#### [Exercise]
Type out every entry again, character for character.
[Start of section]
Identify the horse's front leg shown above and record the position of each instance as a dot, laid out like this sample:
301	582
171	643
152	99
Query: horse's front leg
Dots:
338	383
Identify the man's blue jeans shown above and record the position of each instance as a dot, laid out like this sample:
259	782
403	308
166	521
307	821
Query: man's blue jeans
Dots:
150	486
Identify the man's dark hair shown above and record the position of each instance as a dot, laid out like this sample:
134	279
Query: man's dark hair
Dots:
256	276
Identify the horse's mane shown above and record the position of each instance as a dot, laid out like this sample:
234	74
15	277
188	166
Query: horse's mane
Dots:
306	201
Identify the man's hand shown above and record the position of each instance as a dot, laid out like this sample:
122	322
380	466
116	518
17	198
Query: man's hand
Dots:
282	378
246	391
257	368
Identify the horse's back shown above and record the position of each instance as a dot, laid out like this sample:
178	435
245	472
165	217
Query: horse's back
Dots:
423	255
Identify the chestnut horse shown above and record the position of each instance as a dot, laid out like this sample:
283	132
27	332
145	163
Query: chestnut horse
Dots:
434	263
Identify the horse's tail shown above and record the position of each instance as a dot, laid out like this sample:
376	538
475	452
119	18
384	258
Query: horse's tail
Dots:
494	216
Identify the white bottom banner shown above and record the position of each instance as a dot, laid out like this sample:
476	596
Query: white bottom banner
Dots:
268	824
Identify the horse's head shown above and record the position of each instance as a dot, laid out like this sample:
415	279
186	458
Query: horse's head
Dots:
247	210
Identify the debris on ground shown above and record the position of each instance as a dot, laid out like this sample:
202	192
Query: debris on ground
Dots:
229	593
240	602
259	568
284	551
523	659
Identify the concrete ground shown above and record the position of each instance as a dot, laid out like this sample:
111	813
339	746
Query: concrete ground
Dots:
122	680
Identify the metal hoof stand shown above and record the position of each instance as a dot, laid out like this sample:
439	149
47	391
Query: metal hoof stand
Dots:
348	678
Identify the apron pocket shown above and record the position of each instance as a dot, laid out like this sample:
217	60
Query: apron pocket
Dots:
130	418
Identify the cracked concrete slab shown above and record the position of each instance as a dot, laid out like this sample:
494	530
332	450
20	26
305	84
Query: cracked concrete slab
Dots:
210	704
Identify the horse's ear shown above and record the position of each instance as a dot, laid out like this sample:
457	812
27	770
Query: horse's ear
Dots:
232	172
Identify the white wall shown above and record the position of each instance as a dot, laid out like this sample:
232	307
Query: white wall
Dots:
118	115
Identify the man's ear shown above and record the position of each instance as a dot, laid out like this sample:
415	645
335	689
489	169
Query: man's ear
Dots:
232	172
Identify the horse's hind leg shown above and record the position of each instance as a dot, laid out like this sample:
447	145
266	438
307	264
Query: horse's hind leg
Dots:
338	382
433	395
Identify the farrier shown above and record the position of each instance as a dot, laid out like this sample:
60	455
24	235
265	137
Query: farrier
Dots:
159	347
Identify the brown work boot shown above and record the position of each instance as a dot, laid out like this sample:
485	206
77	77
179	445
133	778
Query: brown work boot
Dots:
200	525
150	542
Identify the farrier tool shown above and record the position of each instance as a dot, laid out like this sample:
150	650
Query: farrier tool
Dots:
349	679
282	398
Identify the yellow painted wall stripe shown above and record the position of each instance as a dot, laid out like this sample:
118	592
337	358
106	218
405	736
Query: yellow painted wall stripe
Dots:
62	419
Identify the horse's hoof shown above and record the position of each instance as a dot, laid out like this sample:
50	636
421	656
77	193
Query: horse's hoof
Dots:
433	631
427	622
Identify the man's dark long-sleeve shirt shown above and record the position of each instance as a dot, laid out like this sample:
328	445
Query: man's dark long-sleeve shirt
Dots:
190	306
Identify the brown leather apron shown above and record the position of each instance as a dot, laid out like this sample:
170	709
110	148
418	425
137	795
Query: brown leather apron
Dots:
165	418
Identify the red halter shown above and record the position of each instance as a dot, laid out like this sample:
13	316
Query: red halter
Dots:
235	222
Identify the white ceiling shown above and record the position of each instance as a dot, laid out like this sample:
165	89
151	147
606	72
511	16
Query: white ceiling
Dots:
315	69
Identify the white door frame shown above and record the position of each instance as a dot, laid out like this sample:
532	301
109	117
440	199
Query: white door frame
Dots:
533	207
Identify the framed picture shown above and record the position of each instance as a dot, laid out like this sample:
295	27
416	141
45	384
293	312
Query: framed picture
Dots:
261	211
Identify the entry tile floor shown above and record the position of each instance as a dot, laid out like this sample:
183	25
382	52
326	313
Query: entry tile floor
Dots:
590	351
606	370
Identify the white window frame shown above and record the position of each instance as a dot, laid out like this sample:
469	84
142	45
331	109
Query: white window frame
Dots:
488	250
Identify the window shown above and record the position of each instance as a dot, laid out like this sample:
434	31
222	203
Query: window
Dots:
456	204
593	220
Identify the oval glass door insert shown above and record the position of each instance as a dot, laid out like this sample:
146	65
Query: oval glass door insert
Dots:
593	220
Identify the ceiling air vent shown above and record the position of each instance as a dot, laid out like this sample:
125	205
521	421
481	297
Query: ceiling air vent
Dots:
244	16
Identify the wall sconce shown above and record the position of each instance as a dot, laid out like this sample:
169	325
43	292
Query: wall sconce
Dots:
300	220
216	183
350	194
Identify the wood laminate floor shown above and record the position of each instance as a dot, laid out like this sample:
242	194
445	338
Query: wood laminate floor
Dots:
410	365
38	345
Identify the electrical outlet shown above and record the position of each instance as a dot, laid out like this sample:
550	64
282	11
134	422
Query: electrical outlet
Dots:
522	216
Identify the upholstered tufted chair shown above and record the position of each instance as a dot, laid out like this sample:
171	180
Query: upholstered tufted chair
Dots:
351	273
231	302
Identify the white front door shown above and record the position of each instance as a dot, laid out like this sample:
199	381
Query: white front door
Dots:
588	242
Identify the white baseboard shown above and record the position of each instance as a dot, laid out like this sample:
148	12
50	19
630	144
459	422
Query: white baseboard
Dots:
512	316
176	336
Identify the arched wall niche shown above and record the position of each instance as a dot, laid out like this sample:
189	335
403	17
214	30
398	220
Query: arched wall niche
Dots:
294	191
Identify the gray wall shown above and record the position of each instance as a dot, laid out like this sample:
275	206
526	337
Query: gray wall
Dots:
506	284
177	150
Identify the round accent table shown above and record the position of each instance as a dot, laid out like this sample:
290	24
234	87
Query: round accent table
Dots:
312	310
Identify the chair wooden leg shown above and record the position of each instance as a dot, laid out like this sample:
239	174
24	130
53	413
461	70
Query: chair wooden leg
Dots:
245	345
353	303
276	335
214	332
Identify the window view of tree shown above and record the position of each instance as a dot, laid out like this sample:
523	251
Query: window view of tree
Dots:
[End of section]
#### [Reply to the task]
Identify the horse's front leg shown above and record the position of each instance as a dot, laid out like this sample:
301	582
171	643
152	99
Query: horse's front leg
Dots:
338	383
Identify the man's blue jeans shown above and record the position of each instance as a dot, laid out like this sample:
259	782
403	308
166	521
307	821
Query: man's blue jeans
Dots:
150	486
Identify the man's dark hair shown above and record the position of each instance as a dot, laid out like this sample:
134	279
Query: man's dark hair
Dots:
256	276
Identify the horse's mane shown above and record the position of each instance as a dot, laid out like this sample:
234	74
15	277
188	166
Query: horse's mane
Dots:
306	201
Identify the man's hand shown above and record the position of each instance as a dot, laid out like this sample:
122	322
380	466
116	518
17	198
Query: man's hand
Dots:
282	378
246	391
257	368
Identify the horse's back shown above and record the position of each instance as a dot, laid out like this sample:
178	435
245	472
165	217
Query: horse's back
Dots:
423	255
Identify the chestnut horse shown above and record the position of each instance as a dot, laid out like this sample:
283	132
27	332
145	163
Query: chestnut horse
Dots:
434	263
Identify the horse's tail shown above and record the position of each instance as a dot, laid out like this sample:
376	538
475	452
119	18
384	258
Query: horse's tail
Dots:
494	216
Identify the white bottom banner shown above and record the position of each instance as a dot, laid out like this sample:
476	596
Query: white bottom banner
Dots:
268	824
Identify the horse's head shown above and record the position of each instance as a dot, laid out like this sample:
415	279
186	458
Query: horse's head
Dots:
247	210
Identify the debris on ground shown above and record the position of each instance as a dot, laid out like this sample:
202	192
Query: debris on ground
Dots:
229	593
240	602
259	568
284	551
523	659
Identify the concrete ground shown above and record the position of each instance as a dot, laid out like this sample:
111	813
339	746
Query: concrete ground
Dots:
122	680
Identify the metal hoof stand shown above and record the position of each instance as a dot, laid out like this sample:
439	149
47	391
Query: metal hoof stand
Dots:
348	678
Identify the apron pocket shown above and record the position of each instance as a dot, laid out like this sample:
217	60
Query: apron pocket
Dots:
130	418
Identify the cracked concrete slab shown above and record the position of each instance as a dot, laid out like this sample:
494	530
332	450
20	26
305	84
Query: cracked concrete slab
Dots:
210	704
Identify the horse's ear shown above and record the position of each instance as a dot, laid out like this sample:
457	812
27	770
Query: horse's ear
Dots:
232	172
Identify the white wall shown above and record the position of each instance as a dot, laid out like this sample:
232	307
Query: white wall
Dots:
118	115
Identify the man's ear shown above and record the position of each instance as a dot, laid out like this sample:
415	645
335	689
489	169
Query: man's ear
Dots:
232	172
Identify the horse's hind leg shown above and record the position of each instance as a dot, laid out like this sample:
447	145
266	438
307	264
Query: horse's hind leg
Dots:
338	382
433	395
Identify the farrier shown above and record the position of each instance as a dot, laid out like this sample:
60	455
24	235
265	137
Query: farrier
Dots:
159	347
Identify the brown work boot shown above and record the position of each instance as a dot, laid out like this sample:
485	206
77	77
179	445
133	778
Query: brown work boot
Dots:
200	525
150	542
Identify the farrier tool shown above and record the position of each instance as a dot, laid out like this sample:
150	650
Query: farrier tool
Dots:
349	679
282	398
Identify the yellow painted wall stripe shown above and record the position of each instance as a dot, laid out like this sample:
118	592
337	358
106	218
405	736
Query: yellow painted wall stripe
Dots:
62	419
Identify the horse's hoof shown above and record the position of each instance as a dot, laid out like this sample:
50	636
421	656
77	193
Query: horse's hoof
Dots:
433	631
427	622
Identify the man's dark long-sleeve shirt shown above and record the position of each instance as a dot, laid out like this sample:
328	445
Query: man's dark long-sleeve shirt
Dots:
190	306
Identify the brown leather apron shown above and record the position of each instance as a dot, laid out like this sample:
170	709
110	148
418	425
137	795
Query: brown leather apron
Dots:
165	418
Identify the red halter shown above and record the position of each instance as a dot, laid out like this sample:
13	316
Query: red halter
Dots:
235	222
Identify the white ceiling shown above and record the position of each instance as a dot, laid out like this sample:
165	89
151	147
606	72
511	16
Query: white ceiling
Dots:
315	69
Identify the white door frame shown above and record the position of each instance as a dot, laid out like this sample:
532	301
109	117
440	199
Query: white door frame
Dots:
533	207
Identify the framed picture shown above and record the position of each instance as a dot, laid out like this sample:
295	27
416	141
45	384
293	312
Query: framed picture
Dots:
261	211
Identify the entry tile floor shown above and record the position of each instance as a dot, laid out like this sample:
183	25
382	52
326	313
Query: entry tile floor
Dots:
590	351
606	370
Identify the white window frame shown above and record the position of each instance as a dot, laid out like this sample:
469	84
142	45
331	109
Query: white window frame
Dots:
488	250
Identify the window shown above and record the position of each instance as a dot, laid out like this sample:
434	31
222	203
Query: window
Dots:
456	204
593	220
Identify the oval glass door insert shown above and record the position of each instance as a dot, laid out like this sample:
146	65
Query: oval glass door insert
Dots:
593	220
Identify the ceiling air vent shown above and record the position of each instance as a dot, laid out like this sample:
125	205
521	421
481	297
Query: ceiling air vent
Dots:
244	16
Identify the wall sconce shown above and record the position of each instance as a dot, laid out like this sample:
169	325
43	292
Query: wall sconce
Dots:
300	220
216	183
350	194
Identify the wood laminate floor shown above and record the position of each instance as a dot, laid out like this sample:
242	194
445	338
Query: wood laminate floor
Dots:
410	365
38	345
Identify the electrical outlet shown above and record the position of each instance as a dot, laid out like this sample:
550	64
282	11
134	422
Query: electrical outlet
Dots:
522	216
Identify the upholstered tufted chair shown above and record the position of each instance as a dot, laid out like this sample:
171	180
Query: upholstered tufted chair
Dots:
351	273
231	302
Identify the white front door shown above and record the position of each instance as a dot, laid out like this sample:
199	381
Query: white front door
Dots:
588	242
Identify the white baseboard shown above and record the position of each instance as a dot, laid out like this sample:
148	12
50	19
630	144
459	422
Query: white baseboard
Dots:
512	316
176	336
Identify the arched wall niche shown above and record the position of each instance as a dot, laid out like this sample:
189	335
403	17
214	30
398	220
Query: arched wall niche
Dots:
294	191
Identify the gray wall shown above and record the position of each instance as a dot, laid out like this sample:
275	206
526	337
Query: gray wall
Dots:
506	284
177	150
Identify the round accent table shown above and record the position of each instance as a dot, laid out like this sample:
290	24
234	87
Query: round accent table
Dots:
312	310
Identify the chair wooden leg shown above and record the position of each instance as a dot, laid out like this sample:
239	174
24	130
53	413
461	70
Query: chair wooden leg
Dots:
245	345
353	303
276	335
214	332
Identify the window view of tree shown above and record the position of each instance as a dot, laid out like this sample:
523	251
Query: window view of tree
Dots:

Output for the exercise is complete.